### FRAGMENTO PARA LEER
Die Soldaten es una aparición anacrónica de la ninfa rota, en tanto que esta ópera se inscribe en su momento más crítico, de máxima lejanía  que ya agonizaba en Melisande, pero no hay en Zimmmermann “un cuarto de niños” como en (Arturo Carrera o ) Debussy. "Los tiempos hubiesen sido normales -en el sentido en que lo fueron antes de 1914-, la música de nuestros días se encontraría en una situación diferente" escribió Schönberg en el año ’36: Zimmermann compuso esta obra en pleno auge de la imaginación pop, las preciosas hijas del flower power y la erizada vanguardia musical contemporánea, a su vez, es una obra expresionista, densa, desesperante. Sucesiva, consciente de ser, de alguna manera, un vórtice temporal, comprobable en el escenario múltiple y las escenas simultáneas. Zimmermann hablaba de la Kugelgesalt der Zeit (la esfericidad del tiempo, podríamos traducir, o del tiempo esférico). Escribe sobre formas musicales "clásicas" en las que hayinscripta una narratividad, por lo menos topológica (estructural) y cierra la obra con una fuga (de muerte).
######
### DATOS EN BRUTO
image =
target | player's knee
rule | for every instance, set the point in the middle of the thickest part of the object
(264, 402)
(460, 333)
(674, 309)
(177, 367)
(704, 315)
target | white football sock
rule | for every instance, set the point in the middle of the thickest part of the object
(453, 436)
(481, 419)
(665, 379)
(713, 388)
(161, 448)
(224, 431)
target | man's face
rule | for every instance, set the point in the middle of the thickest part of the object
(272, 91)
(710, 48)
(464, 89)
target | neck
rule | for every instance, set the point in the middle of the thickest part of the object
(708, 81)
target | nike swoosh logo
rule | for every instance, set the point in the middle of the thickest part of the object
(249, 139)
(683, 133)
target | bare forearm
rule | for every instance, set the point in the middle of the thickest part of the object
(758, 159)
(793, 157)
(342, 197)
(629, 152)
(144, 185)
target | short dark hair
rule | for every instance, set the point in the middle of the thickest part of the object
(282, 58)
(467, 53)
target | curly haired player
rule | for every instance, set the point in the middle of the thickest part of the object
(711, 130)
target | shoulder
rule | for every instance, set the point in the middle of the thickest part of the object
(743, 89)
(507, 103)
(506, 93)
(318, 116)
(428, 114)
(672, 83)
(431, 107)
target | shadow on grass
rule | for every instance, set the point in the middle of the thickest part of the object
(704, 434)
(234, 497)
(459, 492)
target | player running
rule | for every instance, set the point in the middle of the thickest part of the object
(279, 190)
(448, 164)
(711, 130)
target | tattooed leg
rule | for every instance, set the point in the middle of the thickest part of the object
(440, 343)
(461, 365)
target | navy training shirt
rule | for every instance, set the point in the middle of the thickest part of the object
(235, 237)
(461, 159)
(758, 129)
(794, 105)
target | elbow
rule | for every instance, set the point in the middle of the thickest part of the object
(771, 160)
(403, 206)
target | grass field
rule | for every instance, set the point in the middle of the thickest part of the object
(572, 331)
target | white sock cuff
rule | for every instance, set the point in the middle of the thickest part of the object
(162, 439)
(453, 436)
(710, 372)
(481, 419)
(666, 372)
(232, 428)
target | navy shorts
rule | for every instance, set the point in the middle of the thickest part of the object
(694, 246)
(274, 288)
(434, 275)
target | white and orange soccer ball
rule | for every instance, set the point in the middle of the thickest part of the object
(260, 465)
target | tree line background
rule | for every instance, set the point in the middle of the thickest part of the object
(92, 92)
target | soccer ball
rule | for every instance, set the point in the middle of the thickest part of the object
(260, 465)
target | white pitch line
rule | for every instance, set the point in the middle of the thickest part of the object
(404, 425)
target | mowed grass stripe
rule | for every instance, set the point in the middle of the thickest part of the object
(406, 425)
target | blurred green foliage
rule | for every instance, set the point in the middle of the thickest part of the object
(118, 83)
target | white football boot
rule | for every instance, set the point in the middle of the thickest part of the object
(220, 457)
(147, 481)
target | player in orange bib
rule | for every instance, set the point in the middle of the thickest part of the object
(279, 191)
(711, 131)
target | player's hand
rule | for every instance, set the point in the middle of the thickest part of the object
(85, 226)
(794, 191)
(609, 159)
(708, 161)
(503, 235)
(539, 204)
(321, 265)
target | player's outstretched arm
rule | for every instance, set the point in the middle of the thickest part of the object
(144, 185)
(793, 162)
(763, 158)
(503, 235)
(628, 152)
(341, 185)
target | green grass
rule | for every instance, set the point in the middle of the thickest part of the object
######
- QUÉ SE PIDE
**1.** Reúne cada línea de las entradas que contenga la palabra "orange" y cópiala. Las mayúsculas y minúsculas cuentan.
**2.** Lleva más lejos el fragmento sobre Die Soldaten, la ópera de Zimmermann, y sigue escribiendo a partir de su última oración.

- RESPUESTAS POR TAREA
**1.**
target | white and orange soccer ball
target | player in orange bib

**2.**
Marie, su protagonista, es una chica medio tonta, enamoradiza, que está atrapada en una red militar (por lo tanto, marcial). La imaginería de la ópera es anacrónica, las barrancas parecen más las barrancas de soldados de la IGM que una contemporánea a la realización. Todo en esta obra está muy marcado teatralmente, es una obra eminentemente teatral. Su primera y última didaskalia son las óperas de Berg con las que hace sistema, y con las que se coloca en la serie Euridice-Lulu, en cierta cuestión histórica de figuraciones. Para Zimmermann, una ópera moderna debía tener “arquitectura, escultura, música grabada, televisión, circo, la comedia musical…”, es el logos de Berg. Esta insistencia en un momento musical se conecta con una tradición (Bach). La música se carga de contrapuntos y su polifonía crece en densidad: de ahí, el estruendoso comienzo del final de Marie (en el IV Acto), simultáneo, espiralado, pesadísimo.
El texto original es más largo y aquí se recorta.